— begin Excerpted passage —

- Active: August 22, 1862 - September 11, 1863
- Country: United States
- Allegiance: Union
- Branch: Cavalry
- Engagements: Battle of Richmond Battle of Perryville

= 9th Kentucky Cavalry Regiment =

The 9th Kentucky Cavalry Regiment was a cavalry regiment that served in the Union Army during the American Civil War.

==Service==
The 9th Kentucky Cavalry Regiment was organized at Eminence, Kentucky, mustered in on August 22, 1862, under the command of Colonel Richard Taylor Jacob. The regiment was recruited, organized, and mustered into the service with 1,244 officers and men in less than three weeks. The regiment's greatest service came at the Battle of Richmond where along with the 9th Pennsylvania Cavalry, they covered the retreat of the Union Army of Kentucky.

The regiment was attached to 3rd Brigade, Cavalry Division, Army of the Ohio, to November 1862. District of Western Kentucky, Department of the Ohio to June 1863. 2nd Brigade, 3rd Division, XXIII Corps, Army of the Ohio, to August 1863. Eminence, Kentucky, 1st Division, XXIII Corps, to September 1863.

— end Excerpted passage —
— begin Extracted information —

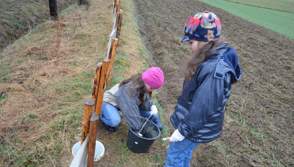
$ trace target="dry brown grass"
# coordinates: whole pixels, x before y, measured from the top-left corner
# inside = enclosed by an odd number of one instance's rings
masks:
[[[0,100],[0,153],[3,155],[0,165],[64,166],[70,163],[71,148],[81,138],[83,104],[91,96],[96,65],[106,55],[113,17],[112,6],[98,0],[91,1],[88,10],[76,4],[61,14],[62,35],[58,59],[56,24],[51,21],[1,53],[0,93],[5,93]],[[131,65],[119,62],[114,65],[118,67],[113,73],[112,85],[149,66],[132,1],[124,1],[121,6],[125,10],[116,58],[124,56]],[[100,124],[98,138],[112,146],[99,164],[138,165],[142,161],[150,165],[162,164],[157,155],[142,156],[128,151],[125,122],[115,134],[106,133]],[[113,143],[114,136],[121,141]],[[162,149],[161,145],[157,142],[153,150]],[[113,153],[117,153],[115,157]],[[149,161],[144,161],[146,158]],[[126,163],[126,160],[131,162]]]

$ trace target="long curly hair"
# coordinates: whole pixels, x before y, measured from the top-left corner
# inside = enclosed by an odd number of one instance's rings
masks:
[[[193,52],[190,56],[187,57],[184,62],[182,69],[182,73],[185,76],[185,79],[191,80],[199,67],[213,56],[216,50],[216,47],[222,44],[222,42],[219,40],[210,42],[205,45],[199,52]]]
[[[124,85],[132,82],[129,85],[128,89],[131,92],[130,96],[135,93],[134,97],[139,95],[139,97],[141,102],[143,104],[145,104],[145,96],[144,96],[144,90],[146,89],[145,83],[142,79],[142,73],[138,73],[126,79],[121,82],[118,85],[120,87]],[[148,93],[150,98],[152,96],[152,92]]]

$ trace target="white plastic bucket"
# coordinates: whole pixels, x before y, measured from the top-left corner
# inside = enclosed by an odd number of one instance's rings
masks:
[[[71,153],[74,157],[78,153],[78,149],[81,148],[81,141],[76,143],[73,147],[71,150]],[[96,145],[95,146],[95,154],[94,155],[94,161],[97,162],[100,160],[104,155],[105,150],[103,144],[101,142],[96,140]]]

— end Extracted information —
— begin Extracted information —

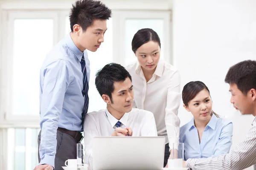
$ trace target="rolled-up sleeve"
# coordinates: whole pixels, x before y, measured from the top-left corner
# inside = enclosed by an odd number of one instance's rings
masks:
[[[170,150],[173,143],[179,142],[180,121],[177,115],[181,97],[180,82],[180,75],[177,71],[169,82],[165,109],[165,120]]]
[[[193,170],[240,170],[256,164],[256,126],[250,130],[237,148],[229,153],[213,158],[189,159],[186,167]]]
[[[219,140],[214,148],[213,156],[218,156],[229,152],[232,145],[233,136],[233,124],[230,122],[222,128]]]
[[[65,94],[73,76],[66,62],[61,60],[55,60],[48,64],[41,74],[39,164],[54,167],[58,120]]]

— end Extracted information —
— begin Extracted information —

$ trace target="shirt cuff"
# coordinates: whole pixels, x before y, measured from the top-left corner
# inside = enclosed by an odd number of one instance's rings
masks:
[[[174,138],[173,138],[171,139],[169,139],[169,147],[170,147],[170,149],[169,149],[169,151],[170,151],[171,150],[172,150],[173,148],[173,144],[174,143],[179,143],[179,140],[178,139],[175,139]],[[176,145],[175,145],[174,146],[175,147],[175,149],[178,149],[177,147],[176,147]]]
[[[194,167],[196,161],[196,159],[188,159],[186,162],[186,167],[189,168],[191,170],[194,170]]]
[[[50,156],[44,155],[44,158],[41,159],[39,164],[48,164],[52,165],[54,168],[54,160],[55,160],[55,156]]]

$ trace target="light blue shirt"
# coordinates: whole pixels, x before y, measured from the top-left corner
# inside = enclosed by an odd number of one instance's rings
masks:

— end Extracted information —

__Short problem 1__
In the history of the 9th Kentucky Cavalry Regiment, how many officers and men was the regiment mustered in with?
__Short problem 2__
Carry on the history of the 9th Kentucky Cavalry Regiment from the point where it stops.

__Final result 1__
1,244 officers and men.

__Final result 2__
The 9th Kentucky Cavalry mustered out on September 11, 1863.

==Detailed service==
Advance toward Richmond, Kentucky, August, 1862. Retreat to Shelbyville August 30-September 1. Pursuit of Bragg into Kentucky October 1–22. Near Clay Village October 4. Near Perryville October 6–7. Battle of Perryville October 8. Lawrenceburg October 8. Dog Walk, Chesser's Store, October 9. Capture of Harrodsburg October 11. Moved to Cumberland River and operating against Champ Ferguson until December. Operations against Morgan's Raid in Kentucky December 22, 1862 to January 2, 1863. Springfield, Kentucky, December 30 (detachment). Operations against Pegram March 22-April 1. Danville March 22 and 28. Expedition to Monticello and operations in southeastern Kentucky April 26-May 12. Cumberland River May 9. Pursuit of Morgan July 2–26. Marrowbone-Burkesville July 2. New Lisbon, Ohio, July 26. Duty at Eminence until September.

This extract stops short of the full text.